(Given passage):
== == ==

The appeal would however be allowed as to the issues of futurity and acceleration. There was no equity to give a claimant more than their promised expectation, either in total amount or by unaccounted for acceleration. There was discretion to accelerate an award, but only where an appropriate discount to it was then applied. 40% of the farm was an appropriate division for the purpose of making good the parents’ promise, subject to tax, but it could have been achieved by an award of a reversionary interest to the son, with a life interest for the parents in the meantime. That would have protected the parents from being forced immediately to give up occupation and use of the farm and to sell it, which they had never promised to do. Given that the parties may have wished for a cleaner break than this, the parents should have been given the option instead to follow the framework of the first-instance judge’s order, but with an appropriate discount to the son’s interest to reflect the acceleration of his interest. Since either option would remedy the unconscionability of the repudiation, the people against whom the equity had been raised should be the ones to make the choice.

Dissenting (Lord Leggatt, with whom Lord Stephens agreed):

The core principle underpinning the grant of relief in a case such as this is that equity will not allow a person A to go back on a promise made to B, without ensuring that B does not suffer detriment as a result of B’s reliance on it. The aim of the remedy was thus to prevent detriment to B in the circumstances which had arisen. In principle, there were two methods of achieving this aim. One was to compel A to perform the promise (or to award a sum of money calculated to put B into as good a position, as best money can do it, as if A’s promise had been performed). The other was to award a sum of money calculated to put B into as good a position, as best money can do it, as if B had not relied on A’s promise: in other words, to compensate B’s reliance loss. Since both methods would in principle achieve the aim of preventing detriment to B, if on the facts both are practicable then the court should adopt whichever method results in the minimum award necessary to achieve that aim.

== == ==

(Point annotations for the photos):
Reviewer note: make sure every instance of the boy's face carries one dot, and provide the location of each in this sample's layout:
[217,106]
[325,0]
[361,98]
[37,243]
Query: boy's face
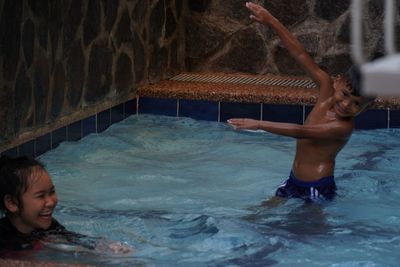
[346,104]
[38,203]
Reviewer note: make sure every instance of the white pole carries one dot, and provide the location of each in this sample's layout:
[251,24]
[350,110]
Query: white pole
[389,27]
[356,33]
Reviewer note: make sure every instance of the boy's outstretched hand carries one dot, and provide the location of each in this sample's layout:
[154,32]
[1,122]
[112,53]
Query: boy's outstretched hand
[244,123]
[259,13]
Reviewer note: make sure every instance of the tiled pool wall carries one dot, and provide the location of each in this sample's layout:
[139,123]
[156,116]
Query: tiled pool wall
[196,109]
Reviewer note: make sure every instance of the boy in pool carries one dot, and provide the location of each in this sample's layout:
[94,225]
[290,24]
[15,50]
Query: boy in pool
[327,128]
[28,199]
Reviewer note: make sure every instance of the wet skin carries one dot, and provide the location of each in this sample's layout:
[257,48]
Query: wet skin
[331,121]
[38,203]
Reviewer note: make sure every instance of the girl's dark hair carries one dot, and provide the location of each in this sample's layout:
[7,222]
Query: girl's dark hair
[14,176]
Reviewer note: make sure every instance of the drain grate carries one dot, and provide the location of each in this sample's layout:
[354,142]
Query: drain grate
[191,77]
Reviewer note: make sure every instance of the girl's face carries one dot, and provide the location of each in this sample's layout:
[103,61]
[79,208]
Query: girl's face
[38,203]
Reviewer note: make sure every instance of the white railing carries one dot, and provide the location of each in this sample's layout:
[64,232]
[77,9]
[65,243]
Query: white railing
[381,76]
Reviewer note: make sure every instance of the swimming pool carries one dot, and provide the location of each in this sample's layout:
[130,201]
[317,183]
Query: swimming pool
[188,193]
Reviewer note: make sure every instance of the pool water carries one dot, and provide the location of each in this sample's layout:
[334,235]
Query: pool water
[188,193]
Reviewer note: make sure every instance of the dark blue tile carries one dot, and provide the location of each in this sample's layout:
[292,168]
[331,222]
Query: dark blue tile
[117,113]
[199,109]
[159,106]
[74,131]
[89,125]
[239,110]
[283,113]
[103,120]
[27,149]
[307,111]
[12,152]
[43,144]
[372,119]
[130,107]
[58,136]
[394,119]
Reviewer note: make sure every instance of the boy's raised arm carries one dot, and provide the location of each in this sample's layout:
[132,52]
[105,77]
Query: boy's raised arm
[295,48]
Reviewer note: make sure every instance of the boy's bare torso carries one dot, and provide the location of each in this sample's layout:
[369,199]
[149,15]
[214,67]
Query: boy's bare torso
[315,158]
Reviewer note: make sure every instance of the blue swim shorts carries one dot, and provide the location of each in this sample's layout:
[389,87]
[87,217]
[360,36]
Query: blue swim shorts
[323,189]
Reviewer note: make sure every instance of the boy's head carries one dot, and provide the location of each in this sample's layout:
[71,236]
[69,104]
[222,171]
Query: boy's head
[353,76]
[27,194]
[348,94]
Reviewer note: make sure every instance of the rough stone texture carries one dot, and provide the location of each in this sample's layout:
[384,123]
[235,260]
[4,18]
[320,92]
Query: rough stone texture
[99,73]
[242,42]
[331,9]
[28,34]
[124,79]
[157,20]
[58,89]
[7,113]
[60,57]
[91,23]
[110,9]
[10,37]
[71,24]
[23,95]
[75,74]
[139,58]
[41,88]
[245,92]
[123,33]
[322,26]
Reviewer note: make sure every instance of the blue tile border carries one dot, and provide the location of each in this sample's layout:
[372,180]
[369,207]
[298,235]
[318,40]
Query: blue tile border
[394,119]
[199,109]
[74,131]
[158,106]
[89,126]
[103,120]
[196,109]
[58,136]
[239,110]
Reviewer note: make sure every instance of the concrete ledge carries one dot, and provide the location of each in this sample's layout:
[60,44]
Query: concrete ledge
[245,93]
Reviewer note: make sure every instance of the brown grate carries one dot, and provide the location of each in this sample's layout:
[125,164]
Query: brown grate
[292,82]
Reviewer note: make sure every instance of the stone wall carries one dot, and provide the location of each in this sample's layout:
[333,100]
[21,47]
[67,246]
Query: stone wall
[220,37]
[57,57]
[60,57]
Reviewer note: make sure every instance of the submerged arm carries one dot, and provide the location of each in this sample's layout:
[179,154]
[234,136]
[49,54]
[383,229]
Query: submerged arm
[295,48]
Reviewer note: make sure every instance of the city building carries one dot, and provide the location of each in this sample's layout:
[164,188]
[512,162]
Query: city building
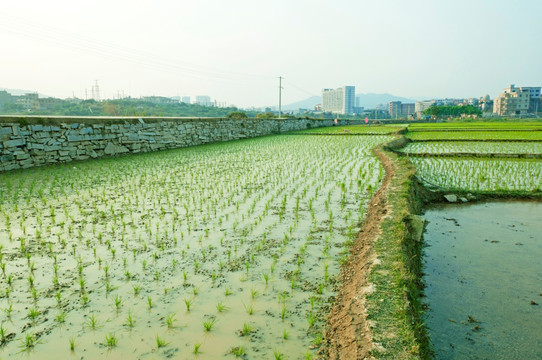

== == ==

(Exercise):
In the judgment excerpt about the farm, what portion of the farm was judged an appropriate division for making good the parents' promise? The lines above are separate material, unconnected to the text.

(Written reply):
40% of the farm, subject to tax.